**The task**
Rewrite the stretch of entries from the start through the line containing "<point>108,28</point>", requests included, shifting every coordinate in the answer points by -135 and leaving the sample points in the requests as they are. Leave the pictures out of your answer.
━━━━━━━━━━━━━━━━━━━━━━━━━━━━━━
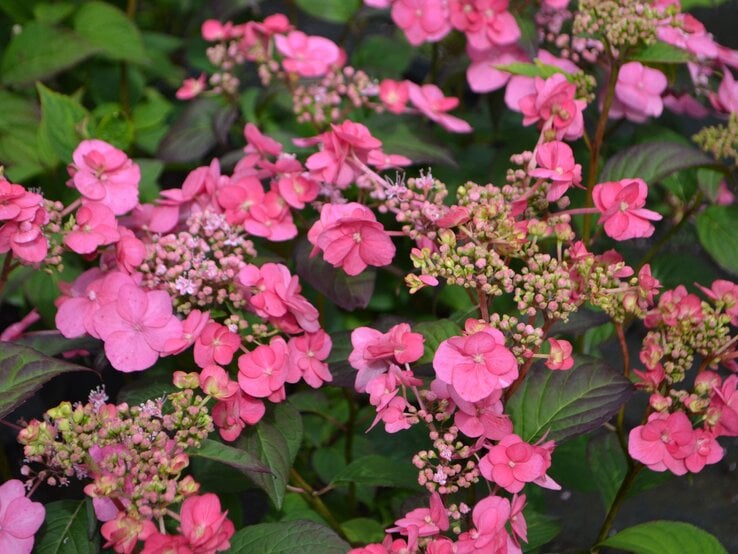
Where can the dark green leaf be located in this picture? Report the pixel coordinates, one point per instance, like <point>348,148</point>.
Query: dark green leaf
<point>274,441</point>
<point>234,457</point>
<point>435,332</point>
<point>41,51</point>
<point>288,537</point>
<point>66,529</point>
<point>665,537</point>
<point>192,135</point>
<point>652,161</point>
<point>61,120</point>
<point>716,228</point>
<point>338,11</point>
<point>567,403</point>
<point>23,371</point>
<point>378,471</point>
<point>660,52</point>
<point>349,292</point>
<point>108,28</point>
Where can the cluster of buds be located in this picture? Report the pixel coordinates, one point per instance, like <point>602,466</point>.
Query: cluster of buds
<point>133,455</point>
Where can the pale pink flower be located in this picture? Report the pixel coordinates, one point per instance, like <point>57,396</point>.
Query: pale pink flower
<point>554,106</point>
<point>308,353</point>
<point>638,93</point>
<point>431,102</point>
<point>373,351</point>
<point>205,527</point>
<point>512,463</point>
<point>622,206</point>
<point>102,173</point>
<point>476,365</point>
<point>560,355</point>
<point>307,56</point>
<point>191,88</point>
<point>95,226</point>
<point>350,237</point>
<point>135,327</point>
<point>556,163</point>
<point>20,518</point>
<point>421,20</point>
<point>394,95</point>
<point>663,443</point>
<point>263,371</point>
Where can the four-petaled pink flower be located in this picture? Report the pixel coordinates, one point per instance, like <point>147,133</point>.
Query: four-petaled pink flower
<point>350,237</point>
<point>622,206</point>
<point>476,365</point>
<point>20,518</point>
<point>102,173</point>
<point>307,56</point>
<point>135,327</point>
━━━━━━━━━━━━━━━━━━━━━━━━━━━━━━
**Output of the task**
Where can the dark green leaf be located in this picture? Report the pixel coordinates, one point per instance, like <point>348,148</point>.
Query: dark green leaf
<point>139,306</point>
<point>99,322</point>
<point>300,197</point>
<point>-94,-84</point>
<point>153,402</point>
<point>-69,394</point>
<point>530,402</point>
<point>57,0</point>
<point>517,26</point>
<point>-74,-15</point>
<point>581,93</point>
<point>203,-124</point>
<point>432,268</point>
<point>-112,236</point>
<point>243,336</point>
<point>525,-83</point>
<point>214,157</point>
<point>-27,-107</point>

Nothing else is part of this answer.